# Start of AVAILABLE RECORDS

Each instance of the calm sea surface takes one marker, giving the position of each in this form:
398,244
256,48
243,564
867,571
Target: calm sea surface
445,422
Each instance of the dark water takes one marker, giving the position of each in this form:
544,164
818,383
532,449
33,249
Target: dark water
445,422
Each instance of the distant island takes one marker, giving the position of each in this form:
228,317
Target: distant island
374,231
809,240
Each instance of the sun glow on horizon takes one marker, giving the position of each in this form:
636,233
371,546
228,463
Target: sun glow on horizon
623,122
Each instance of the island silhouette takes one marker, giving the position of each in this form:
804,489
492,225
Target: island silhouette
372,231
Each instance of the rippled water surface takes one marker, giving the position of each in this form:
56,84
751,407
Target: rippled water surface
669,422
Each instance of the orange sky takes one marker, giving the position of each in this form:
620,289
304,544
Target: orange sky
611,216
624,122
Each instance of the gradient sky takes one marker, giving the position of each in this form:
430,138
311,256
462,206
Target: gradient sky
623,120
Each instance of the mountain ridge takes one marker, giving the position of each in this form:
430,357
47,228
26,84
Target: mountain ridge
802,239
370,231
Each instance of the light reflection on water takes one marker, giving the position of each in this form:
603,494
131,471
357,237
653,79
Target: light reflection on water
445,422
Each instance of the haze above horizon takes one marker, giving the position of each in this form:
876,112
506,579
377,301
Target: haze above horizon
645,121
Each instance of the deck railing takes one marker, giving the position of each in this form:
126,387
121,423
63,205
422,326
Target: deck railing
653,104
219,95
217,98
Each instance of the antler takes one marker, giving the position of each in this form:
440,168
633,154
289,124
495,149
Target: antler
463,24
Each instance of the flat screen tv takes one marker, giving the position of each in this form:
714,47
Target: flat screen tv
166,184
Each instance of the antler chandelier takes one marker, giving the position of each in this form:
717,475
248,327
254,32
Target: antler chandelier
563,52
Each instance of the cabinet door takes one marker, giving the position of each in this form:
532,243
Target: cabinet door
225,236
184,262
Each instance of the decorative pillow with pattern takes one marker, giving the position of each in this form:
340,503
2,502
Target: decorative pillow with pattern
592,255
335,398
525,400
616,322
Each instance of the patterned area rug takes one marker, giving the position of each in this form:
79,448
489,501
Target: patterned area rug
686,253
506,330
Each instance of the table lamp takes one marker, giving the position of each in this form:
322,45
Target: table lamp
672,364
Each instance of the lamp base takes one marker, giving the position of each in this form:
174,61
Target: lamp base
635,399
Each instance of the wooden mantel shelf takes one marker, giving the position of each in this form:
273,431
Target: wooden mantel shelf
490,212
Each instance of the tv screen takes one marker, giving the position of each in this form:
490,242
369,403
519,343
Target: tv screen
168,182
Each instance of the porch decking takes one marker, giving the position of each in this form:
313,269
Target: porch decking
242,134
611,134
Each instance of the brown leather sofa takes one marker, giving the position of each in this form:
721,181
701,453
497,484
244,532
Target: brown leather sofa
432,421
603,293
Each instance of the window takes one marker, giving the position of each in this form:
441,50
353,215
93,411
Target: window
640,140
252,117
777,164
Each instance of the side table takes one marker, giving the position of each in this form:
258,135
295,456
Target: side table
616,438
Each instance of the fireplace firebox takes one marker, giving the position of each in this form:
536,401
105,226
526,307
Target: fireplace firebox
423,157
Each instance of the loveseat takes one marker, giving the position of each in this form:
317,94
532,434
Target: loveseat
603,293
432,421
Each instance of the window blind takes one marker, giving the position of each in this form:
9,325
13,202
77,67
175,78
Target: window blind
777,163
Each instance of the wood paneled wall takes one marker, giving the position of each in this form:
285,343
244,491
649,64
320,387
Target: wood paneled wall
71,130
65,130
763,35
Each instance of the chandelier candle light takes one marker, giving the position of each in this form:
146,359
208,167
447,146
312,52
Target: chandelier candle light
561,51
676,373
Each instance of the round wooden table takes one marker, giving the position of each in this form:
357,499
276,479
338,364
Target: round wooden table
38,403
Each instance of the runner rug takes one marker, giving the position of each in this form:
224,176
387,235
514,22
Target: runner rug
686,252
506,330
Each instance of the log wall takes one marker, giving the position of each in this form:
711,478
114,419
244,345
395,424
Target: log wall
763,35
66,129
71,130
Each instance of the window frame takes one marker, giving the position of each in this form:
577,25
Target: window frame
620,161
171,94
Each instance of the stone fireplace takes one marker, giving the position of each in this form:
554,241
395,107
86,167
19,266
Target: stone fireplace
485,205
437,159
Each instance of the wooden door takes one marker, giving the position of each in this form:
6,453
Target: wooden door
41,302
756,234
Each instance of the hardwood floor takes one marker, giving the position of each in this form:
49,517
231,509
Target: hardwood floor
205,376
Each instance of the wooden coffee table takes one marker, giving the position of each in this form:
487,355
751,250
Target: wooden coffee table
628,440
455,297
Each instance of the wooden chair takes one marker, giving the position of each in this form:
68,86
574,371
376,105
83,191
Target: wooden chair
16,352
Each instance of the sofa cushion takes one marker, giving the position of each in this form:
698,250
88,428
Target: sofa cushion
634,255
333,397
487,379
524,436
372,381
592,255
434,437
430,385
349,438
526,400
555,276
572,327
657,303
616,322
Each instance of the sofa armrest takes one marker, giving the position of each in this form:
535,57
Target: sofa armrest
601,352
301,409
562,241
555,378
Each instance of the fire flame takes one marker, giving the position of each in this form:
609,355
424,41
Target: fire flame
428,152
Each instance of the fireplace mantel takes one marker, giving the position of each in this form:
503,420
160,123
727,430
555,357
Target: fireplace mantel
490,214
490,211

# End of AVAILABLE RECORDS
# Start of AVAILABLE RECORDS

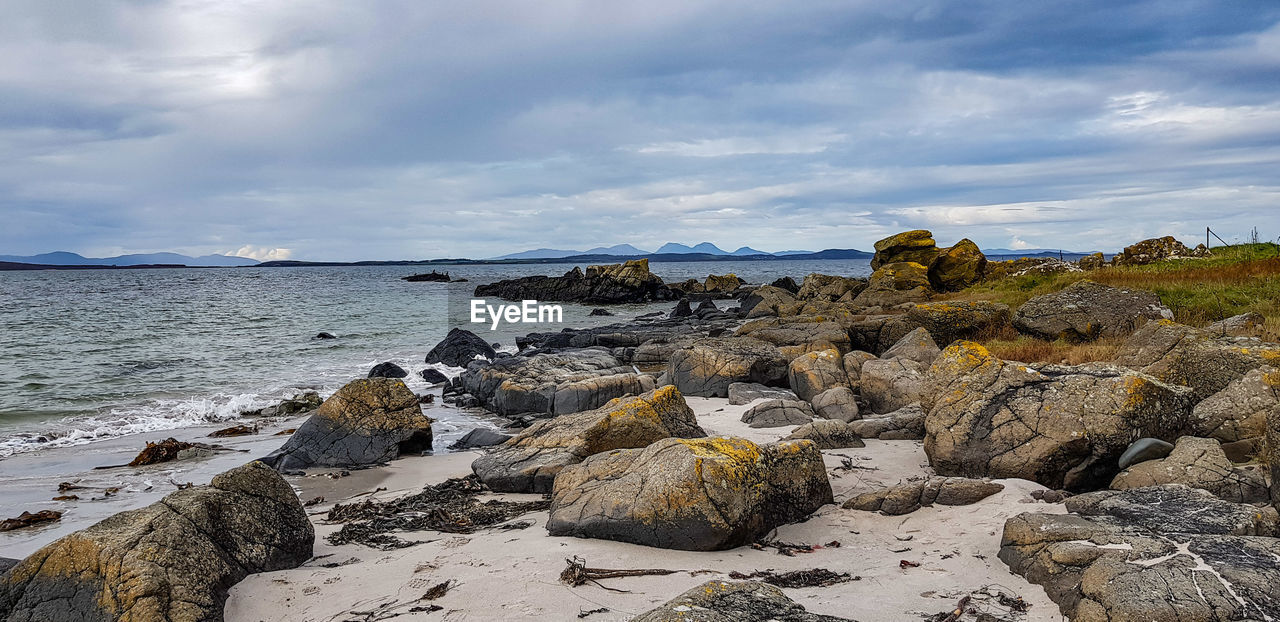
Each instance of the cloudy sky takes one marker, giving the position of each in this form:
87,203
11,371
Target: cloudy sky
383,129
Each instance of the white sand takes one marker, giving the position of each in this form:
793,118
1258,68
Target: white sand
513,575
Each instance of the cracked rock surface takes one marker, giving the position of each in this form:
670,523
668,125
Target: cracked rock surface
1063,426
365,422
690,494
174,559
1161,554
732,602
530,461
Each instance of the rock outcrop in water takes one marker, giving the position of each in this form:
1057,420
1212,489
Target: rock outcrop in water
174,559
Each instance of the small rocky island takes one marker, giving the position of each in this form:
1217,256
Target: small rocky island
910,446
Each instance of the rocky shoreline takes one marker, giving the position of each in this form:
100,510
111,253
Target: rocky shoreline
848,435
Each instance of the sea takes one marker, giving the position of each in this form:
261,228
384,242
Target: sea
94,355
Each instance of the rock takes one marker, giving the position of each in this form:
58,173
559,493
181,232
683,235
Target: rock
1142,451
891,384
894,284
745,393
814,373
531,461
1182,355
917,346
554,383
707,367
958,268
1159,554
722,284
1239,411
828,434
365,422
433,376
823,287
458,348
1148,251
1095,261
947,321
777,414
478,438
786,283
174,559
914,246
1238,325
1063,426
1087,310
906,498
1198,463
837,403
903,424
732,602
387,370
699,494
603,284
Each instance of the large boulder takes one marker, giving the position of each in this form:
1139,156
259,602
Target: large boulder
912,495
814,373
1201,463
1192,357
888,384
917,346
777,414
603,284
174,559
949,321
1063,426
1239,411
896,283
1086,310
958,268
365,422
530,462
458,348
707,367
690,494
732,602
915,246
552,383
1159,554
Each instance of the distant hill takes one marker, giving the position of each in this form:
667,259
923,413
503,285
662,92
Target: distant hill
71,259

# End of AVAILABLE RECORDS

GOAL OF THE EXERCISE:
Report how many lines in the records above contain the string "lamp", giving only the number.

OUTPUT OF THE EXERCISE:
4